◆ **The request**
Copy the lines of the material below word for word, starting at the line that contains "Put a dot on the boy in" and ending at the line that contains "<point>221,171</point>", with both of those lines included.

◆ **Material to process**
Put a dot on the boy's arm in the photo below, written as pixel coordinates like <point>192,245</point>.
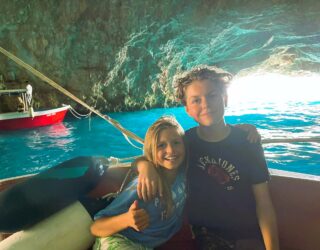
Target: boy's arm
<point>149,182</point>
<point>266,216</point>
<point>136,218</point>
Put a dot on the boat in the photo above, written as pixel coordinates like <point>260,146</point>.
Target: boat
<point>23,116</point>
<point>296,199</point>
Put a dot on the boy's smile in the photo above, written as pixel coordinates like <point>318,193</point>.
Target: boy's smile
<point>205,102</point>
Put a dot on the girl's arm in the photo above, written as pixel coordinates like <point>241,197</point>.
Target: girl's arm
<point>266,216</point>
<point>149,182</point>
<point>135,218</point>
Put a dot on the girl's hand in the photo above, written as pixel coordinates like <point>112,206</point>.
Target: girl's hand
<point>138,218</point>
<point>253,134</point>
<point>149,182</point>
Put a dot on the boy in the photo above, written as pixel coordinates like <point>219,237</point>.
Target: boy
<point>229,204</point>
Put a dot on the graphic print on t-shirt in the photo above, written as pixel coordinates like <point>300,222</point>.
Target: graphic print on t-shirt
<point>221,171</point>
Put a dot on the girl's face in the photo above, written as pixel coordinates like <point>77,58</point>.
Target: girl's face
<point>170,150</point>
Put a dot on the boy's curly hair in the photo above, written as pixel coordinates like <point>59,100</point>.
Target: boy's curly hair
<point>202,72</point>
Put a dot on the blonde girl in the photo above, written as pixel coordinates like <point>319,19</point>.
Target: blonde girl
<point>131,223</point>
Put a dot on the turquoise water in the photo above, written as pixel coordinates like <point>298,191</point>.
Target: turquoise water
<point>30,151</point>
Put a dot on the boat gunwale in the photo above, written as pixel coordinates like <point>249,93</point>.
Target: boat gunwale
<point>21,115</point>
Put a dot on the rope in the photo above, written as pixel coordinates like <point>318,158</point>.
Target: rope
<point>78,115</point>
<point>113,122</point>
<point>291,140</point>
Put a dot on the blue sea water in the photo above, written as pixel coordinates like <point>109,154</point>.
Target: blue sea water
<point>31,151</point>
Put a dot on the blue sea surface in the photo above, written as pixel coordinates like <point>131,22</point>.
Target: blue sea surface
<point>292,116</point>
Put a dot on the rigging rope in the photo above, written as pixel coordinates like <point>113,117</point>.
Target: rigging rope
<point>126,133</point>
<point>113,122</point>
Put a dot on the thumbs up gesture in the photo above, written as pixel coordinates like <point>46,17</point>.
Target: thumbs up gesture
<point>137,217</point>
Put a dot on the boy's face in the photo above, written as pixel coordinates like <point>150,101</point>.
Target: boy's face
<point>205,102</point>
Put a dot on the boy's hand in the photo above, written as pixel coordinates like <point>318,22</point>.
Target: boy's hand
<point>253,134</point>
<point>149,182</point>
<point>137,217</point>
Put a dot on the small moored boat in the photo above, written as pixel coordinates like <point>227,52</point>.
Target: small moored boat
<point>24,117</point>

* * *

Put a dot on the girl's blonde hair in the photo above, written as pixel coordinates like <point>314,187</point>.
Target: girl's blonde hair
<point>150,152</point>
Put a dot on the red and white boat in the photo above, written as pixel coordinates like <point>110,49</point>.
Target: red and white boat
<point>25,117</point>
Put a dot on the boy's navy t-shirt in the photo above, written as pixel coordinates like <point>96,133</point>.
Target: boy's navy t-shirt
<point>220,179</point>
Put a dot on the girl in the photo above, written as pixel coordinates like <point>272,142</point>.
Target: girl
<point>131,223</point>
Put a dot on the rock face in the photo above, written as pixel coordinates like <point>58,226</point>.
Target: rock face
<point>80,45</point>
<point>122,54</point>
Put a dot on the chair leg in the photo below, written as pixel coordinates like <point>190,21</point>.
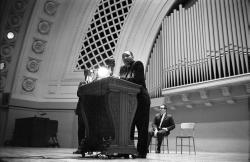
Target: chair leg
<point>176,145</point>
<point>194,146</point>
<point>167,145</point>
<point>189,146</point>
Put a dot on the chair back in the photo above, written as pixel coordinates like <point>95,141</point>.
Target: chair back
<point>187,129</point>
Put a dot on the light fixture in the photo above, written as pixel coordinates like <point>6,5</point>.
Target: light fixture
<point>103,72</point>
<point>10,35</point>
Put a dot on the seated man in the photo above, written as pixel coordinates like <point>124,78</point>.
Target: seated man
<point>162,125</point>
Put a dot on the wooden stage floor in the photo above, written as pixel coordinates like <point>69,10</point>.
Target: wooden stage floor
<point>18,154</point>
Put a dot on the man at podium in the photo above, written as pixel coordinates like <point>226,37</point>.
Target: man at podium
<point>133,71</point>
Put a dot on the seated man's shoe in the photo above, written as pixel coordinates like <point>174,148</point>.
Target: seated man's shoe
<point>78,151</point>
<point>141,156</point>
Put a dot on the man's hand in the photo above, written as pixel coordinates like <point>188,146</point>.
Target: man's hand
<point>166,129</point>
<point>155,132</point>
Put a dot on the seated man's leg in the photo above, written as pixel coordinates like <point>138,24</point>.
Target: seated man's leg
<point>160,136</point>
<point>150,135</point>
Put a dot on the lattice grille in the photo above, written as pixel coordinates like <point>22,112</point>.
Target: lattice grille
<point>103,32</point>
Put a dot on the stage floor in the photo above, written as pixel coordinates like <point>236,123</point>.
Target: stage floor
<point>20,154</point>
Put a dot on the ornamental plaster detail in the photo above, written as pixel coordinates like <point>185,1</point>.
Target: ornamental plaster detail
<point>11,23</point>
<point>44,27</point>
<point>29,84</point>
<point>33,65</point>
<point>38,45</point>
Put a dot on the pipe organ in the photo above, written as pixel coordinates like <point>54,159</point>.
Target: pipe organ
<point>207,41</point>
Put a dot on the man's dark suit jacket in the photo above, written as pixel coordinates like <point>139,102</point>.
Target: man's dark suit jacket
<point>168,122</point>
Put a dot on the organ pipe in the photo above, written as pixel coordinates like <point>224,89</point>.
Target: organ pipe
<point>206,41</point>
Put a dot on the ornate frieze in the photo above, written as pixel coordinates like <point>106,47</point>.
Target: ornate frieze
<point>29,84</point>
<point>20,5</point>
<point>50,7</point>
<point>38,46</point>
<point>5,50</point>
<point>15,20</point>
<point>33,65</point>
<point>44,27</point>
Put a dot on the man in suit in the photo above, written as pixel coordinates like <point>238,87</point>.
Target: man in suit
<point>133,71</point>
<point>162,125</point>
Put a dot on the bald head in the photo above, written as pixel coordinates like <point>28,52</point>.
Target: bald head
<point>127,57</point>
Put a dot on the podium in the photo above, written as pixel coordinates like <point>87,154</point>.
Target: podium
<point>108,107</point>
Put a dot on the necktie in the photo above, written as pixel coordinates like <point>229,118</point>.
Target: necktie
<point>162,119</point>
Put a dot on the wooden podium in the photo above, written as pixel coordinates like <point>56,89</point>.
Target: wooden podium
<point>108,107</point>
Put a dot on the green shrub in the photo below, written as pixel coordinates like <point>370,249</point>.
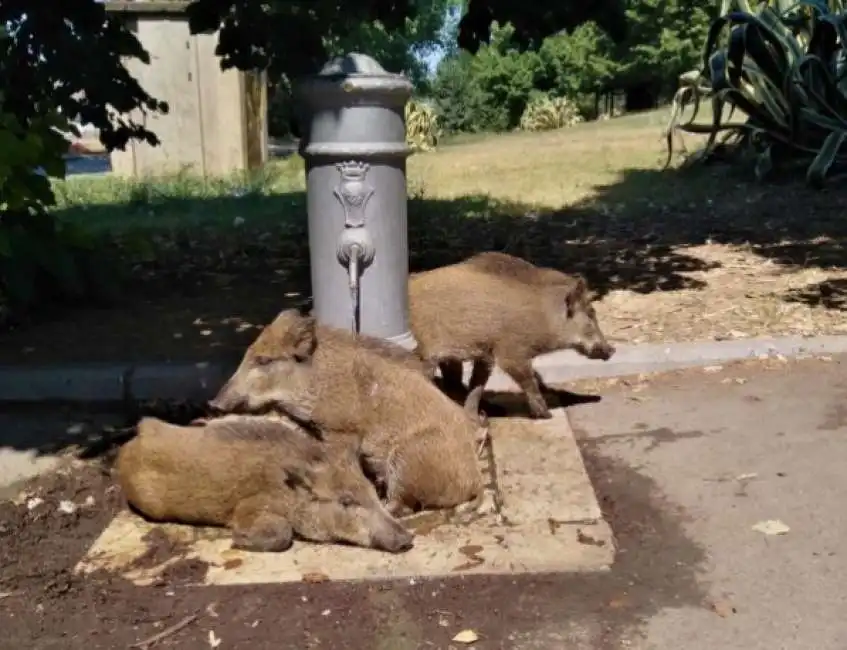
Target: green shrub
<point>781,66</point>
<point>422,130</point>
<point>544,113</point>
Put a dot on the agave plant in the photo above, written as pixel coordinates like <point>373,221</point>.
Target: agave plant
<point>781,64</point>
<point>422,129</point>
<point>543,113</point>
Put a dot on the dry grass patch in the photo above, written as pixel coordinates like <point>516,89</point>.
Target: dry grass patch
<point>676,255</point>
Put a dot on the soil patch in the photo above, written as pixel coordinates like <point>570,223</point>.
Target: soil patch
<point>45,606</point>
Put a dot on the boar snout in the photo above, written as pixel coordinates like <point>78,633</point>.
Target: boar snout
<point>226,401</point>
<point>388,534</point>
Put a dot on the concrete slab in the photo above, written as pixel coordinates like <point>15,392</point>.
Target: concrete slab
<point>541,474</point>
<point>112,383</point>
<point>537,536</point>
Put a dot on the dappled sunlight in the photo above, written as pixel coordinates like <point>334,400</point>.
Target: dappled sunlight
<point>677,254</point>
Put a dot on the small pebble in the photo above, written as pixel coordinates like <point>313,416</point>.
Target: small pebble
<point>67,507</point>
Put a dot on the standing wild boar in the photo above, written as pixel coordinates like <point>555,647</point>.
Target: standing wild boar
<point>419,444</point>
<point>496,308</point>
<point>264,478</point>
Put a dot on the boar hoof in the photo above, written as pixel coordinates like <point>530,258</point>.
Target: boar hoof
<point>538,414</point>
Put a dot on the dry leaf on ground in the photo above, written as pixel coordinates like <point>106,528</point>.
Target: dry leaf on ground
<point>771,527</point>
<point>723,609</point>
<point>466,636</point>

◆ **Written answer**
Put a dot on the boy in the photo above, written as pixel coordinates like <point>219,237</point>.
Target: boy
<point>229,204</point>
Put a dot on the graphic print on t-shirt in the photo above, written as pixel coordinates like <point>300,222</point>.
Target: graphic print on t-shirt
<point>221,171</point>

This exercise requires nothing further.